Alles, was uns täglich passiert, können wir unter dem Blickwinkel betrachten, dass es für uns eine Anregung beinhaltet. Und ja, es kam auch die Frage, warum Gott Krieg, Gewalt und Ungerechtigkeit zulassen könne. Mit der Weisheit eines 94-Jährigen antwortete der Mönch: „Gott ist kein Marionettenspieler.“ Das gefiel mir sehr. Denn warum sonst wären wir mit einem freien Willen ausgestattet worden? Was mich zum dritten Input bringt, der sich damit beschäftigte, wie man verhindern kann, sich zu ärgern. Hier hörte ich, dass es eine Entscheidung ist, sich zu ärgern. Weil der Mechanismus nämlich so läuft, dass wir auf die Schwingungen der Ärgerursache aufspringen, wenn wir impulsiv handeln. Wenn wir uns allerdings der Tatsache bewusst sind, dass unser Gegenüber selbst eine Entscheidung für seine Reaktion trifft, ganz einfach, weil es in seiner oder ihrer Eigenverantwortung steht, dann können wir alles dort lassen. Wir müssen uns nicht ärgern, wenn wir nicht wollen. Das empfand ich als ziemlich hilfreich.
Und es schließt den Kreis meiner gewonnenen Erkenntnisse. Unterminiert ein Gegenüber meine Weiblichkeit oder mein Menschsein als Gesamtheit, kann ich aus meiner Mitte heraus ruhig darauf reagieren, maximal Bedauern empfinden, aber auch weggehen. Hadere ich mit etwas, das mir zugestoßen ist, kann ich durchatmen und darauf vertrauen, dass es dafür einen Sinn geben wird.

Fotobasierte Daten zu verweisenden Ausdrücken
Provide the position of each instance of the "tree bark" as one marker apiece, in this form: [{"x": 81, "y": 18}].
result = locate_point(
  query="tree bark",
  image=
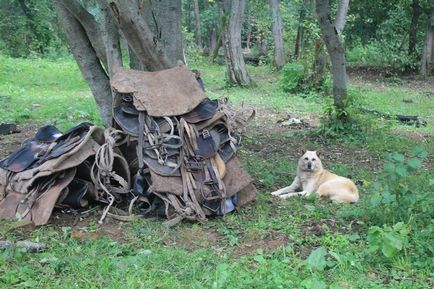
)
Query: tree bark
[
  {"x": 164, "y": 19},
  {"x": 279, "y": 55},
  {"x": 335, "y": 51},
  {"x": 87, "y": 60},
  {"x": 249, "y": 33},
  {"x": 341, "y": 15},
  {"x": 31, "y": 23},
  {"x": 231, "y": 40},
  {"x": 412, "y": 34},
  {"x": 299, "y": 37},
  {"x": 88, "y": 23},
  {"x": 145, "y": 44},
  {"x": 197, "y": 34},
  {"x": 427, "y": 54}
]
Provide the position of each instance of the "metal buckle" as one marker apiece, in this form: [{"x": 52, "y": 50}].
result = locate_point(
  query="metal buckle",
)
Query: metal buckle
[{"x": 206, "y": 134}]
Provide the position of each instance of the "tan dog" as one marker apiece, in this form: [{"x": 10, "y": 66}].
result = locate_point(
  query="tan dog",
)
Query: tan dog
[{"x": 311, "y": 178}]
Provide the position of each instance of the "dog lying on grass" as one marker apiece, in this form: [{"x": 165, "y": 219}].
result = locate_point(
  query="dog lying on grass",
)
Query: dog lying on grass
[{"x": 312, "y": 177}]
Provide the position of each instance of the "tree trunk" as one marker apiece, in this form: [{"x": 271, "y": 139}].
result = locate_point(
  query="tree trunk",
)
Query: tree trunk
[
  {"x": 231, "y": 39},
  {"x": 197, "y": 34},
  {"x": 164, "y": 19},
  {"x": 249, "y": 33},
  {"x": 299, "y": 37},
  {"x": 110, "y": 35},
  {"x": 87, "y": 60},
  {"x": 217, "y": 47},
  {"x": 152, "y": 30},
  {"x": 335, "y": 51},
  {"x": 146, "y": 45},
  {"x": 279, "y": 55},
  {"x": 31, "y": 24},
  {"x": 91, "y": 27},
  {"x": 341, "y": 15},
  {"x": 412, "y": 34},
  {"x": 427, "y": 54},
  {"x": 213, "y": 39}
]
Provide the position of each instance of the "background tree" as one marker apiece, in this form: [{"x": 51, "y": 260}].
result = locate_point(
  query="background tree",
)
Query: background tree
[
  {"x": 336, "y": 52},
  {"x": 279, "y": 54},
  {"x": 232, "y": 19},
  {"x": 427, "y": 54},
  {"x": 29, "y": 27},
  {"x": 152, "y": 31}
]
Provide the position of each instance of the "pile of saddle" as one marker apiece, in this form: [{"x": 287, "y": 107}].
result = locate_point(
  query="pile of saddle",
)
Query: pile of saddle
[{"x": 170, "y": 152}]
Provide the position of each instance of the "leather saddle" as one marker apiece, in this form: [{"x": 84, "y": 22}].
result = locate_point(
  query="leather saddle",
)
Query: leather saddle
[{"x": 47, "y": 144}]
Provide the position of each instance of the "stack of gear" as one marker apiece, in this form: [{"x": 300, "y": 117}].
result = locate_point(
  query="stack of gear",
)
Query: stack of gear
[
  {"x": 171, "y": 152},
  {"x": 181, "y": 145},
  {"x": 52, "y": 168}
]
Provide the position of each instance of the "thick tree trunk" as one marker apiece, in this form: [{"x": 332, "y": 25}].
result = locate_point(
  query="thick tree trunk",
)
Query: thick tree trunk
[
  {"x": 145, "y": 44},
  {"x": 279, "y": 55},
  {"x": 197, "y": 29},
  {"x": 215, "y": 51},
  {"x": 91, "y": 27},
  {"x": 164, "y": 19},
  {"x": 249, "y": 33},
  {"x": 412, "y": 34},
  {"x": 87, "y": 60},
  {"x": 31, "y": 24},
  {"x": 231, "y": 39},
  {"x": 299, "y": 37},
  {"x": 110, "y": 34},
  {"x": 427, "y": 54},
  {"x": 213, "y": 39},
  {"x": 335, "y": 51},
  {"x": 341, "y": 15}
]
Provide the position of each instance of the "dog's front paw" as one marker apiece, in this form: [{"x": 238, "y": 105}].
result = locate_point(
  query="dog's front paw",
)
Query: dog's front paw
[
  {"x": 285, "y": 196},
  {"x": 303, "y": 193},
  {"x": 276, "y": 193}
]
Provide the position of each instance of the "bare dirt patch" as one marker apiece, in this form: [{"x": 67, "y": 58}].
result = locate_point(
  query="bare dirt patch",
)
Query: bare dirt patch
[
  {"x": 84, "y": 228},
  {"x": 193, "y": 238},
  {"x": 273, "y": 241}
]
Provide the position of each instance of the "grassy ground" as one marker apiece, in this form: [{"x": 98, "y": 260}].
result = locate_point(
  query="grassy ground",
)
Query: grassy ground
[{"x": 297, "y": 243}]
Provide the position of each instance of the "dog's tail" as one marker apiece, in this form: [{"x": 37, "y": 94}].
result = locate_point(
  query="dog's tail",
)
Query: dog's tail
[{"x": 340, "y": 190}]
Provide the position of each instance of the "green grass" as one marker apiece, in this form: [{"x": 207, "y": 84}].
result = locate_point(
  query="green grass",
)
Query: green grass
[
  {"x": 265, "y": 245},
  {"x": 41, "y": 91}
]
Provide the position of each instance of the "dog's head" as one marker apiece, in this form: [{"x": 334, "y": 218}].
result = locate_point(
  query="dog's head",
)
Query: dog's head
[{"x": 310, "y": 162}]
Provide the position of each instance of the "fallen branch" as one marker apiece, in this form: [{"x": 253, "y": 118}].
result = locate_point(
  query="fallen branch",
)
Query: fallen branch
[{"x": 403, "y": 119}]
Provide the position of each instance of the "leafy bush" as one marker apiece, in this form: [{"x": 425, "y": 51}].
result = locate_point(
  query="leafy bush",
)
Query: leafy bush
[
  {"x": 347, "y": 122},
  {"x": 391, "y": 240},
  {"x": 398, "y": 194}
]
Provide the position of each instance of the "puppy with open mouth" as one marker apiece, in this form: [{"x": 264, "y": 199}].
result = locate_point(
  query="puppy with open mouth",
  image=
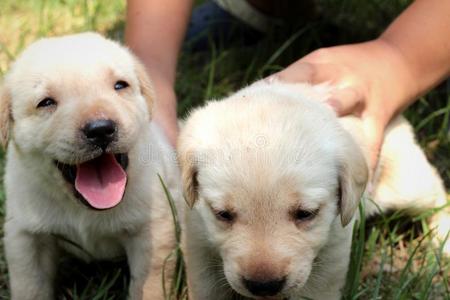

§ **Zu bearbeiten**
1. Kannst du den Text über Ärger und Gelassenheit von „Und es schließt“ bis einschließlich „Sinn geben wird.“ wortgetreu wiederholen?
2. Beantworte zum Text über Ärger und Gelassenheit diese Fragen:
(a) Wie alt war der Mönch?
(b) Womit beschäftigte sich der dritte Input?
(c) Was kann man laut dem Text tun, wenn man mit etwas hadert, das einem zugestoßen ist?
3. Wie könnte der Text über Ärger und Gelassenheit nach seinem letzten Satz weitergehen? Führe ihn fort.
Die Daten werden hier nicht benötigt.

§ **Antworten je Aufgabe**
1.
Und es schließt den Kreis meiner gewonnenen Erkenntnisse. Unterminiert ein Gegenüber meine Weiblichkeit oder mein Menschsein als Gesamtheit, kann ich aus meiner Mitte heraus ruhig darauf reagieren, maximal Bedauern empfinden, aber auch weggehen. Hadere ich mit etwas, das mir zugestoßen ist, kann ich durchatmen und darauf vertrauen, dass es dafür einen Sinn geben wird.

2.
(a) Er war 94 Jahre alt.
(b) Damit, wie man verhindern kann, sich zu ärgern.
(c) Man kann durchatmen und darauf vertrauen, dass es dafür einen Sinn geben wird.

3.
Gestern hatte ich es eilig, mit dem Auto von A nach B zu kommen. Und wie es halt so ist zwischen 17 und 18 Uhr – alle wollen das. Zugegeben: Ich war verspätet aufgebrochen, und trotzdem saß ich am Steuer und klopfte mit meinen Fingern aufs Lenkrad, als der Autofahrer vor mir sich streberhaft an die 30-km/h-Beschränkung hielt. Abgesehen von der Tatsache, dass ich an der Situation durch mein mangelndes Zeitmanagement eine gewisse Teilschuld trug: Ich hätte mich unglaublich leicht für Ärger entscheiden können, für Hupen und Toben. Doch dann entschied ich mich dafür, dass mich dieser Autostreber von etwas Negativem anhielt, das ich dank seiner Fahrweise nie erfahren würde müssen . Ich kündigte meine Verspätung an und lehnte mich zurück. Das hatte zwei Vorteile: Ich kam nicht hippelig bei meiner Freundin an, und meine Freundin musste sich nicht mit meinen negativen Energien beschäftigen. Das ist es wohl, was man unter einer Win-win-Situation versteht. Versuchen Sie es doch auch einmal!